EXCERPT:
The Ferrari V12 engine has been a 5-valve-per-cylinder layout since its conception, and I am told that Fiat pay royalties to Yamaha for the more subtle details of the patent. Regardless of what the drivers say to journalists, there is not much wrong with the Ferrari engine and it has been the only one to challenge the Honda V10 seriously. While the Germans and Japanese release a limited amount of information about their engines Ferrari say nothing, barely admitting that they actually have a V12 cylinder unit, and as far as their press information is concerned it could be a two-stroke or a rotary unit, except that such engines are barred from Formula One. When Enzo Ferrari ran the team this reticence was understandable as he never trusted the outside world and back in the 1950s was always afraid that Maserati would steal his ideas. These days, with Fiat louder and clearer than Ferrari it never ceases to surprise me that so little is given out by the team officially.

STATED EXERCISE:
Carry on the passage about the Ferrari V12 engine from its final sentence. The rows have no connection to the passage on the Ferrari V12 engine.

DATASET EXTRACT:
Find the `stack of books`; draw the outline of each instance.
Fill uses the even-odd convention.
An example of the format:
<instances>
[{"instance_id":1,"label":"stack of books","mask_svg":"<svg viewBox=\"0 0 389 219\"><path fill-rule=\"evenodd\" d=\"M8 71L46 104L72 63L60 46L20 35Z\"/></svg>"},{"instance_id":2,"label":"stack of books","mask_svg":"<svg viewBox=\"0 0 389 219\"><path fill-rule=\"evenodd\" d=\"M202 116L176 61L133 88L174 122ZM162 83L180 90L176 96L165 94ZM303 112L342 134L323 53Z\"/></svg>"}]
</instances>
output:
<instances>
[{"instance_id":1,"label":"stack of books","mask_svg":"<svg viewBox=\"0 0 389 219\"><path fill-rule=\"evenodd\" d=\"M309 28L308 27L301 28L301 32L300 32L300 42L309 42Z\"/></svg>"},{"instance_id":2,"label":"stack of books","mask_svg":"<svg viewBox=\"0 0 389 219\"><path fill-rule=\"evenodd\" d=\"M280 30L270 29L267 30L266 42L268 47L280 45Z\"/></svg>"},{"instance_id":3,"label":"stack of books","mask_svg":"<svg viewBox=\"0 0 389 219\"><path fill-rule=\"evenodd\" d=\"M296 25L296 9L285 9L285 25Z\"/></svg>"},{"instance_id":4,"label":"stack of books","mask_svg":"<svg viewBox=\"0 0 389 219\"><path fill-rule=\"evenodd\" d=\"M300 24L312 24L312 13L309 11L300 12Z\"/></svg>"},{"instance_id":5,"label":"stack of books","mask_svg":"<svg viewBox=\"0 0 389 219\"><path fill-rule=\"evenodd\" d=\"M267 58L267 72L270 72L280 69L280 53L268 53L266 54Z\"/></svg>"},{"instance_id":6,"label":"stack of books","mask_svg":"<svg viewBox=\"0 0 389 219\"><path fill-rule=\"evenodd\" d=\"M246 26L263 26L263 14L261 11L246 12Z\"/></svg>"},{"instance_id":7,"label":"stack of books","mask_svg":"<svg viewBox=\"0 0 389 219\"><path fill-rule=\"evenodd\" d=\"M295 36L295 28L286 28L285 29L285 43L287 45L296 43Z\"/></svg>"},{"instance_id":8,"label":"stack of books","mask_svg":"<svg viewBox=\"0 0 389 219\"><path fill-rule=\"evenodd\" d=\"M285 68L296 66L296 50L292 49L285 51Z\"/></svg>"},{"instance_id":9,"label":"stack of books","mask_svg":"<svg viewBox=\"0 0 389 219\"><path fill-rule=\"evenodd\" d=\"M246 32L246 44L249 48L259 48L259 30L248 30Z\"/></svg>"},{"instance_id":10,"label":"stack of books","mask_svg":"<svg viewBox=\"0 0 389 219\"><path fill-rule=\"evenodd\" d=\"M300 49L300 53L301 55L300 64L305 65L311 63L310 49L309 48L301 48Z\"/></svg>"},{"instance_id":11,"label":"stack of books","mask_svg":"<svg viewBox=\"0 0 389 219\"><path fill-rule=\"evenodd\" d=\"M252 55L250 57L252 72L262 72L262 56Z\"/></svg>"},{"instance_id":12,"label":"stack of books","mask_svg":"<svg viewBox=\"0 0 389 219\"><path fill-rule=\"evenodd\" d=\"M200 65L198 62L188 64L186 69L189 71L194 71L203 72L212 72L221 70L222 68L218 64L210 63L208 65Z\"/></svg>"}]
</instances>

ANSWER BELOW:
Another engine project that is due to appear next year is the one from Ilmor Engineering, due to go into the Leyton House cars for Ivan Capelli and Mauricio Gugelmin. Ilmor was started some years ago by Mario Ilien and Paul Morgan who spent their formative years at Cosworth Engineering with a lot of experience of the Cosworth DFX turbocharged Indianapolis engine. They produced a new V8 engine for Indycar racing that literally swept the Cosworth V8 off the board and attracted support from Roger Penske and through him, also from Chevrolet. So successful was the Ilmor V8 Indycar engine that it is now called a Chevrolet V8! Just as Enzo Ferrari learnt his trade with Alfa Romeo and then went away on his own to beat them, the Ilmor pair did with Cosworth. Their entry into Formula One holds much in store.
Leyton House may seem a strange name for a Formula One car, but it came from March cars, which was also a strange name for a Formula One car, back in 1970. The process of changing the name of a team seems to be growing, particularly now that Japanese interests are spreading. It makes sense to come to Europe and buy a ready-made racing team, rather than starting from scratch, and there are plenty of not very successful teams who would jump at the chance of cutting their losses and selling out. In 1991 we will have cars called Footwork to race alongside the Leyton House. While we are on names, next year will see a real tongue twister for the Minardi team have been promised a supply of Ferrari V12 engines and we will have Martini driving a Minardi-Ferrari.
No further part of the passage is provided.